Collect every line of the items that contains the word "triangular", and copy each one out in full.

▶ _Entries from an annotation dataset_:
======

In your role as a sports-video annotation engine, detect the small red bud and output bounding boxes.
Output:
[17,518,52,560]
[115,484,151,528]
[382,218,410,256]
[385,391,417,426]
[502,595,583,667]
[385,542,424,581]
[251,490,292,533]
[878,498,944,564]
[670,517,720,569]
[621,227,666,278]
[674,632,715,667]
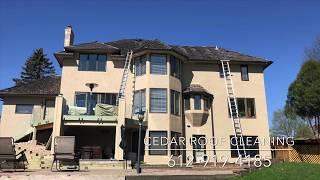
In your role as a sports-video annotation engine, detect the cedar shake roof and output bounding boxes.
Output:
[60,39,272,66]
[183,84,213,97]
[0,76,61,97]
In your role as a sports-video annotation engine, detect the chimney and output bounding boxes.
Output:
[64,26,74,47]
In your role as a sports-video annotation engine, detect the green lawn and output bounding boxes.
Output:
[232,162,320,180]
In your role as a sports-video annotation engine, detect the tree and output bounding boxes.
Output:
[13,48,55,84]
[286,60,320,138]
[271,109,312,138]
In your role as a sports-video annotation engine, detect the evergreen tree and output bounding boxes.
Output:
[13,48,55,84]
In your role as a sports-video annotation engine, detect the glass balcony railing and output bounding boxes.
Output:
[63,104,118,124]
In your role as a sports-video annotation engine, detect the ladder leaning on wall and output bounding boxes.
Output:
[116,50,133,106]
[221,60,246,157]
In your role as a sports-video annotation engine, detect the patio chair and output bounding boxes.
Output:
[0,137,28,171]
[51,136,80,171]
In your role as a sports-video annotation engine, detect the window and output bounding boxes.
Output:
[150,89,167,112]
[184,96,190,111]
[133,89,146,113]
[170,131,182,156]
[230,135,259,158]
[170,90,180,115]
[194,95,201,110]
[78,54,107,71]
[150,54,167,74]
[75,92,117,107]
[170,56,181,78]
[240,65,249,81]
[149,131,167,155]
[135,56,147,76]
[229,98,256,118]
[16,104,33,114]
[203,97,210,111]
[191,135,207,162]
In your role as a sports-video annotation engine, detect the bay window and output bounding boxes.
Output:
[150,88,167,112]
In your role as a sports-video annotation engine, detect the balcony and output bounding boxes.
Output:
[63,104,118,126]
[31,107,54,127]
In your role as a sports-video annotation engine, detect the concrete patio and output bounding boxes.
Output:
[0,168,234,180]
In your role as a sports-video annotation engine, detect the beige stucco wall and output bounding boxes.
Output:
[0,97,43,140]
[57,52,270,164]
[60,53,131,106]
[183,63,271,161]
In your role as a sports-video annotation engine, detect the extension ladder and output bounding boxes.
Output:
[116,51,133,106]
[221,60,246,157]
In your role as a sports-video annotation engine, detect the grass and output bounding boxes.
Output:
[232,162,320,180]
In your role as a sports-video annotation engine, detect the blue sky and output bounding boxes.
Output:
[0,0,320,125]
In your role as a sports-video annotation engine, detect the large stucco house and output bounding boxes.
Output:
[0,26,272,164]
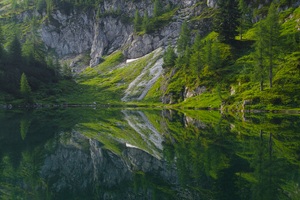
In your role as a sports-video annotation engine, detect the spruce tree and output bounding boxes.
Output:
[238,0,252,40]
[8,36,22,68]
[190,35,203,80]
[265,3,280,88]
[142,11,151,33]
[134,10,142,32]
[163,45,177,68]
[254,22,266,91]
[214,0,240,43]
[20,73,31,102]
[153,0,162,17]
[177,21,190,56]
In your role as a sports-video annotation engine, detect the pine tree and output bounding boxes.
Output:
[265,3,280,88]
[190,35,203,80]
[20,73,31,102]
[254,22,266,91]
[238,0,252,40]
[163,45,177,68]
[134,10,142,32]
[153,0,162,17]
[214,0,240,43]
[177,21,190,56]
[0,25,4,59]
[142,11,151,33]
[8,36,22,68]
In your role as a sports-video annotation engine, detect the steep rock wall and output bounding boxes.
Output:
[41,0,212,66]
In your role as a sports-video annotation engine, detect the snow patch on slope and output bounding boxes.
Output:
[121,48,163,101]
[122,110,164,158]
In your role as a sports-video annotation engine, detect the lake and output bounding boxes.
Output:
[0,108,300,200]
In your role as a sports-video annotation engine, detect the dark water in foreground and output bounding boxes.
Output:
[0,108,300,200]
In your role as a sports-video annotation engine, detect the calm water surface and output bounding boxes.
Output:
[0,108,300,200]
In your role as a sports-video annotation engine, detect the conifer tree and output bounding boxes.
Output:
[8,36,22,68]
[134,10,142,32]
[214,0,240,43]
[142,11,151,33]
[265,3,280,88]
[238,0,251,40]
[177,21,190,56]
[153,0,162,17]
[254,22,266,91]
[190,35,203,80]
[20,73,31,101]
[0,25,4,59]
[163,45,177,68]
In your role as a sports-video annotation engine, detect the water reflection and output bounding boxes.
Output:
[0,109,300,200]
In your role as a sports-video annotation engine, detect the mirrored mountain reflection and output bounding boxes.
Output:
[0,109,300,200]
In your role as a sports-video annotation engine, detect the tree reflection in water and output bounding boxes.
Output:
[0,109,300,200]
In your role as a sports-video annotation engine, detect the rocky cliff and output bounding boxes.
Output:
[41,0,216,69]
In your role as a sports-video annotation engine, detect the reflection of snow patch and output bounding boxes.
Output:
[126,143,139,149]
[122,110,164,157]
[122,50,163,101]
[126,58,139,64]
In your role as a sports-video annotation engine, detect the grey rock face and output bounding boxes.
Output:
[41,0,215,68]
[41,11,93,57]
[40,131,178,199]
[207,0,218,8]
[90,17,133,66]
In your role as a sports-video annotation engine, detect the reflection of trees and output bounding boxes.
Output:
[20,119,31,140]
[251,131,287,200]
[0,148,49,199]
[162,111,300,200]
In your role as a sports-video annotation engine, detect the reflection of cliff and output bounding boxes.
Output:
[41,131,177,199]
[122,110,163,158]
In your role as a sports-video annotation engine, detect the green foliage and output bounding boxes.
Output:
[163,45,177,68]
[177,21,191,56]
[153,0,163,17]
[214,0,240,43]
[142,11,152,33]
[134,10,143,32]
[20,73,31,103]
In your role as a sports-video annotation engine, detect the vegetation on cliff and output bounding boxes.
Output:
[0,0,300,110]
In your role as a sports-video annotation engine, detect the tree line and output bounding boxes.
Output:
[163,0,299,97]
[0,18,62,100]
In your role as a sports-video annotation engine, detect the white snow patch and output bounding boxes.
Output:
[121,50,163,101]
[126,143,139,149]
[122,110,164,158]
[126,58,140,64]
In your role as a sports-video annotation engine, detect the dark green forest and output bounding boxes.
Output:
[0,0,300,110]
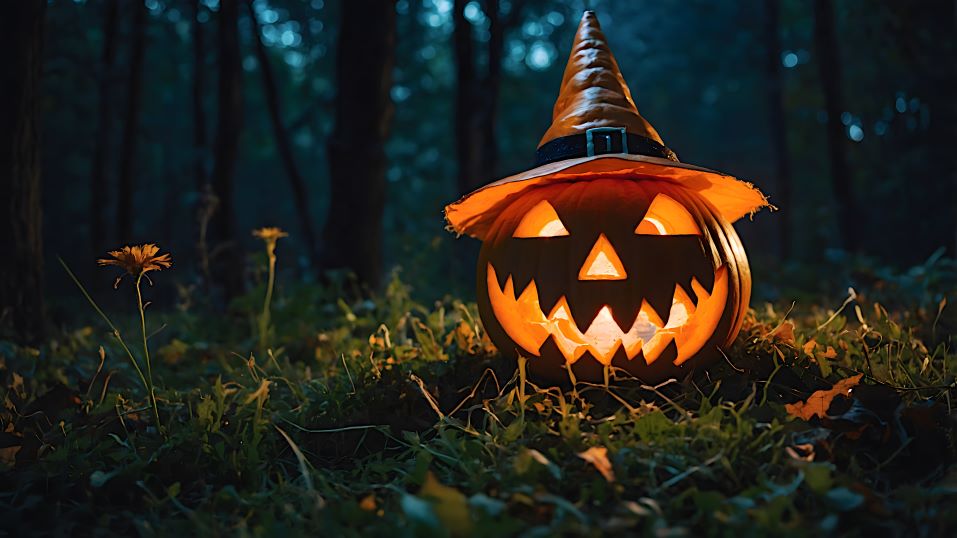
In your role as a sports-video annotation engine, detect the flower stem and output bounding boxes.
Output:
[136,273,163,431]
[259,252,276,352]
[57,257,152,412]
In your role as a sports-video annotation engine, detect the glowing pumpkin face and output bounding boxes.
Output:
[478,179,751,383]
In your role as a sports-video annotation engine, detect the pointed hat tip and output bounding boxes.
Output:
[538,10,664,147]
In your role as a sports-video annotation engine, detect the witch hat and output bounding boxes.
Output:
[445,11,768,239]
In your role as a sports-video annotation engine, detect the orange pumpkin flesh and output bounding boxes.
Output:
[478,179,750,383]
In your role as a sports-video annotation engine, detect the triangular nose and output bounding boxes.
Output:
[578,234,628,280]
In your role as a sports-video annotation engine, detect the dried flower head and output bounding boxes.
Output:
[253,226,289,256]
[96,243,173,277]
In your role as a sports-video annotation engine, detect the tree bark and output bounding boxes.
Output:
[814,0,860,251]
[0,2,47,343]
[764,0,792,260]
[246,0,319,265]
[116,0,147,243]
[452,0,524,194]
[89,0,119,253]
[210,0,243,300]
[322,0,396,288]
[192,0,209,193]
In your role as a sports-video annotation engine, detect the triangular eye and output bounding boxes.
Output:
[635,194,701,235]
[512,200,568,237]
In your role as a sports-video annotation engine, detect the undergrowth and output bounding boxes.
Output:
[0,248,957,536]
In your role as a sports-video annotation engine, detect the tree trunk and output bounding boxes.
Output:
[246,0,319,266]
[192,0,209,193]
[764,0,793,260]
[452,0,524,194]
[452,0,482,194]
[814,0,860,251]
[210,0,243,300]
[0,2,47,343]
[89,0,119,253]
[322,0,396,288]
[116,0,147,243]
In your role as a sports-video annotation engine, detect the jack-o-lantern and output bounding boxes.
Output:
[446,12,766,383]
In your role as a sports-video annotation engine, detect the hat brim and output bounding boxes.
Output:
[445,154,768,239]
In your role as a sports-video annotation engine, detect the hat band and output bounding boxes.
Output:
[535,127,678,166]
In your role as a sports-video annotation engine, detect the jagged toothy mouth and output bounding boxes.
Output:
[487,263,728,365]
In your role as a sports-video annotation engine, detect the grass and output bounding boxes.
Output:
[0,249,957,536]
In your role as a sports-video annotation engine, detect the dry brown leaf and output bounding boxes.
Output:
[771,320,795,346]
[784,374,864,420]
[578,446,615,482]
[419,471,472,536]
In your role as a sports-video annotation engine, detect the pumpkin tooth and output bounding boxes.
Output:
[691,277,711,304]
[642,287,675,326]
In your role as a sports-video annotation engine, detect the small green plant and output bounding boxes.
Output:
[253,227,289,352]
[60,243,173,431]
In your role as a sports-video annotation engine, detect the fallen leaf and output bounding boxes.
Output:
[771,320,795,346]
[419,471,472,536]
[578,446,615,482]
[784,374,864,420]
[359,493,376,512]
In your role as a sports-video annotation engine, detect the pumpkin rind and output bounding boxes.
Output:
[477,177,751,383]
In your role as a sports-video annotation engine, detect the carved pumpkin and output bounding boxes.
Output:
[478,179,751,382]
[446,12,766,383]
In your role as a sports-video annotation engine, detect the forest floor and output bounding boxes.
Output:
[0,245,957,536]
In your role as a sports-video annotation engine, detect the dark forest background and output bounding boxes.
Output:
[0,0,957,342]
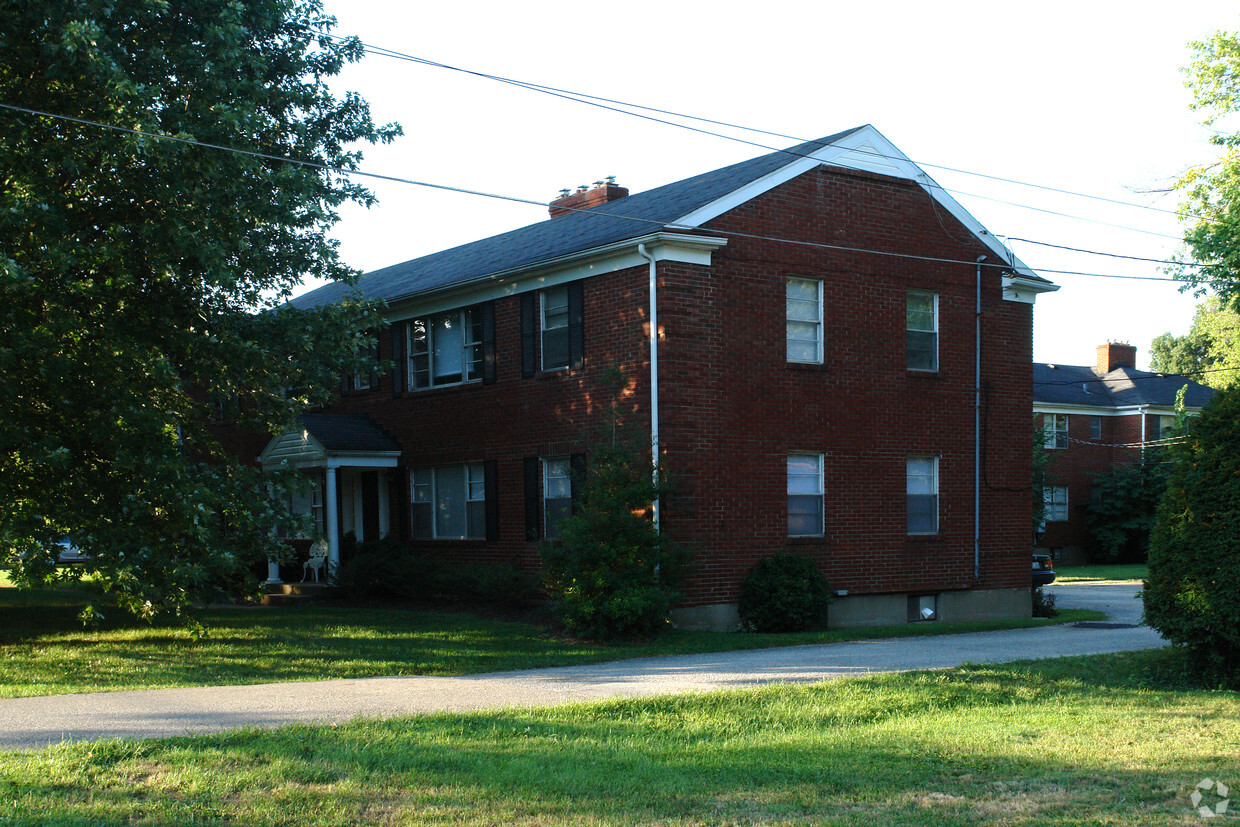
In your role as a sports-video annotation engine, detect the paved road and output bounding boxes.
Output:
[0,584,1164,749]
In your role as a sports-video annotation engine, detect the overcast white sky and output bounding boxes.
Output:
[314,0,1240,367]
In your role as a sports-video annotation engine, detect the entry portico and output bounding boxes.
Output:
[258,413,401,583]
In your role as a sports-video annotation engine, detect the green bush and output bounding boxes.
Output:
[1085,463,1168,563]
[1145,386,1240,687]
[739,554,831,632]
[542,439,687,640]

======

▶ _FULL RESPONSE_:
In your role as a sports-video annotation engine, detect the triangular nose and output bounding boxes.
In your role as a sports-video annotation engine, detect the triangular eye and output bounding boxes.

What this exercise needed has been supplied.